_Problem to solve_:
Format every line of the records below as a numbered list, skipping blank lines and omitting the picture.

_Data supplied_:
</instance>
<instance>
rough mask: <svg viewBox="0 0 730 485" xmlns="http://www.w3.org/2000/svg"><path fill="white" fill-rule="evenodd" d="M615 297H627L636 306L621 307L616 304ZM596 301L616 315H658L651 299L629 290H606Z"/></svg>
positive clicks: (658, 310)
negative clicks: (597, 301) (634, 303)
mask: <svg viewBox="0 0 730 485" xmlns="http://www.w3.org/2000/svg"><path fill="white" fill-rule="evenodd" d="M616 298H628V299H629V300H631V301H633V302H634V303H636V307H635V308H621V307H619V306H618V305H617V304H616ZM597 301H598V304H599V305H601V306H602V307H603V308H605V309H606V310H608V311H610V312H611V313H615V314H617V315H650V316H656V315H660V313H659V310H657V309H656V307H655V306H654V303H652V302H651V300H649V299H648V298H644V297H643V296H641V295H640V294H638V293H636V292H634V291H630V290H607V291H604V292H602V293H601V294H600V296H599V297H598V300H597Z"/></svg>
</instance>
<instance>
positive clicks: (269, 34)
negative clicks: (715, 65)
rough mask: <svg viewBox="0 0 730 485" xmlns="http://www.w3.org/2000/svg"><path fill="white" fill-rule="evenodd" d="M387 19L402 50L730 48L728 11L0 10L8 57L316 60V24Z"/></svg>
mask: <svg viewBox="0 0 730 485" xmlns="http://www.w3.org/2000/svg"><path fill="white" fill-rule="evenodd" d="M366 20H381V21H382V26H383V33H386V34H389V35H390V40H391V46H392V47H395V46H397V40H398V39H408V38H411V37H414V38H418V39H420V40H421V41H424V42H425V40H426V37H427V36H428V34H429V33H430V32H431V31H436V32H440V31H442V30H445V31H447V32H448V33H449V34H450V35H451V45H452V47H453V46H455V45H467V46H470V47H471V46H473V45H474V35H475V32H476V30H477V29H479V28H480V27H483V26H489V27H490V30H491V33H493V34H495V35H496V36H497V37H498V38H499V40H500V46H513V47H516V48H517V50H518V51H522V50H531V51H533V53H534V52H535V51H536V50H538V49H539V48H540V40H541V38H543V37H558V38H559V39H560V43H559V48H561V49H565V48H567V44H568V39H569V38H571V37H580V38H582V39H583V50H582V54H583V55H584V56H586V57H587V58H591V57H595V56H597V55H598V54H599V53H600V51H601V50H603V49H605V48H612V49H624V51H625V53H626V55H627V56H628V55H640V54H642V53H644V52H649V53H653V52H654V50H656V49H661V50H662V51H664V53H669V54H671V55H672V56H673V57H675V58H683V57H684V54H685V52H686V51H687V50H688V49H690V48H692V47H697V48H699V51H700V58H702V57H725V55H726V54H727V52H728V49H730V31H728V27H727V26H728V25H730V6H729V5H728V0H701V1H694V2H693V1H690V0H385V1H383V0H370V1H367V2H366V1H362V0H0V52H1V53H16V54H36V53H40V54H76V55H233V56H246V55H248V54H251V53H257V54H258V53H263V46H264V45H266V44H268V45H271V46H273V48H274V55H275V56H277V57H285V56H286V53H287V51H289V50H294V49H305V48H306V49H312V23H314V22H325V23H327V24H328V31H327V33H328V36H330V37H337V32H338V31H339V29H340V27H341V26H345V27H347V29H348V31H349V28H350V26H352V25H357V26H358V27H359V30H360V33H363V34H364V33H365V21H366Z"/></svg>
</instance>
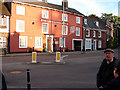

_Your solution_:
1. </instance>
2. <instance>
3. rough mask: <svg viewBox="0 0 730 485" xmlns="http://www.w3.org/2000/svg"><path fill="white" fill-rule="evenodd" d="M615 297H627L636 306L621 307L616 304ZM596 301L616 315H658L651 299L629 290H606Z"/></svg>
4. positive clicks: (658, 310)
5. negative clicks: (597, 301) (634, 303)
6. mask: <svg viewBox="0 0 730 485" xmlns="http://www.w3.org/2000/svg"><path fill="white" fill-rule="evenodd" d="M616 298H628V299H629V300H631V301H633V302H634V303H636V307H635V308H621V307H619V306H618V305H617V304H616ZM597 301H598V304H599V305H601V306H602V307H603V308H605V309H606V310H608V311H610V312H611V313H615V314H617V315H650V316H656V315H660V313H659V310H657V309H656V307H655V306H654V303H652V302H651V300H649V299H648V298H644V297H643V296H641V295H640V294H638V293H636V292H634V291H630V290H607V291H604V292H602V293H601V294H600V296H599V297H598V300H597Z"/></svg>
7. </instance>
8. <instance>
9. positive clicks: (269, 34)
10. negative clicks: (715, 65)
11. rough mask: <svg viewBox="0 0 730 485" xmlns="http://www.w3.org/2000/svg"><path fill="white" fill-rule="evenodd" d="M387 19L402 50L730 48L728 11L0 10L8 57L316 60V24Z"/></svg>
12. mask: <svg viewBox="0 0 730 485" xmlns="http://www.w3.org/2000/svg"><path fill="white" fill-rule="evenodd" d="M366 20H381V21H382V26H383V33H386V34H389V35H390V40H391V46H392V47H395V46H397V40H398V39H408V38H411V37H414V38H418V39H420V40H421V41H424V42H425V40H426V37H427V36H428V34H429V33H430V32H431V31H436V32H440V31H442V30H445V31H447V32H448V33H449V34H450V35H451V45H452V47H453V46H455V45H467V46H470V47H471V46H473V45H474V35H475V32H476V30H477V29H479V28H480V27H483V26H489V27H490V30H491V33H493V34H495V35H496V36H497V37H498V38H499V40H500V46H513V47H516V48H517V50H518V51H522V50H531V51H533V53H534V52H535V51H536V50H538V49H539V48H540V40H541V38H543V37H558V38H559V39H560V43H559V48H561V49H565V48H567V44H568V39H569V38H571V37H580V38H582V39H583V50H582V54H583V55H584V56H586V57H587V58H591V57H595V56H597V55H598V54H599V53H600V51H601V50H603V49H605V48H612V49H624V51H625V53H626V55H627V56H628V55H640V54H642V53H644V52H649V53H653V52H654V50H656V49H661V50H662V51H664V53H669V54H671V55H672V56H673V57H675V58H683V57H684V54H685V52H686V51H687V50H688V49H690V48H692V47H697V48H699V51H700V58H702V57H725V55H726V54H727V52H728V49H730V31H728V27H727V26H728V25H730V6H729V5H728V0H701V1H694V2H693V1H690V0H385V1H383V0H370V1H367V2H366V1H362V0H0V52H1V53H16V54H36V53H40V54H76V55H233V56H246V55H248V54H251V53H257V54H258V53H263V46H264V45H266V44H268V45H271V46H273V48H274V55H275V56H277V57H285V56H286V53H287V51H289V50H294V49H305V48H306V49H312V23H314V22H325V23H327V24H328V31H327V33H328V36H330V37H337V32H338V31H339V29H340V27H341V26H345V27H347V29H348V31H349V28H350V26H352V25H357V26H358V27H359V30H360V33H363V34H364V33H365V21H366Z"/></svg>
13. </instance>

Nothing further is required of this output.